### DATA SHOWN
###

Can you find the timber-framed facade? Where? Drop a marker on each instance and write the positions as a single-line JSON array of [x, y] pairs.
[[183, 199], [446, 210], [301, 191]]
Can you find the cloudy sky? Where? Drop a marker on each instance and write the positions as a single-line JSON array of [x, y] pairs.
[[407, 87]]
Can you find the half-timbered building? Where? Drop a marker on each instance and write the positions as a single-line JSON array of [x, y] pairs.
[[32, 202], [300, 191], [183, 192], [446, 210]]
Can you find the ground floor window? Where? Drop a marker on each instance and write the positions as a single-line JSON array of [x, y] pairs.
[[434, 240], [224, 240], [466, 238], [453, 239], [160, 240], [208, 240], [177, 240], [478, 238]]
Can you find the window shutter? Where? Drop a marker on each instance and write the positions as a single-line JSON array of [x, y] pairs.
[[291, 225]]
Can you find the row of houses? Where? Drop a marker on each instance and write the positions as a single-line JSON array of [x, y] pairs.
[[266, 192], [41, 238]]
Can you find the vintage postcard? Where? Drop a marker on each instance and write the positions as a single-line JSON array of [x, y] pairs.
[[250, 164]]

###

Exact transcription of the records is all that is wanted.

### TASK SOLUTION
Can you find the timber-framed facade? Where? Drop a marker on each instance and write the positions as a single-line JSON array of [x, y] pairs.
[[183, 199], [446, 210], [301, 191]]
Can you find the cloudy sky? Where? Drop a marker on each instance and write the positions as a single-line JSON array of [x, y] pairs.
[[407, 87]]
Can you find the half-timbered building? Where? Drop a marker on each instance and write the positions as a single-line JSON array of [x, y] pairs.
[[32, 202], [300, 191], [183, 192], [446, 210]]
Can you find the ground floor window? Where? Drop a marker on each instance and write the positions as a single-line JSON array of [x, y] pairs.
[[434, 240], [224, 240], [466, 238], [453, 239], [160, 240], [208, 240], [177, 240], [478, 238]]
Can you find the window shutter? Where? Drop a marker on each instance and write the positions as a single-line JSON array of [x, y] pairs.
[[291, 225]]
Can you find the row of houses? Where? Drop a marker on each instance and write the positions as a single-line JSON array of [x, y] pairs.
[[266, 192], [41, 238]]
Can you find the vintage postcard? Where? Drop a marker on each instance and write the positions as a single-line JSON array of [x, y] pairs.
[[250, 164]]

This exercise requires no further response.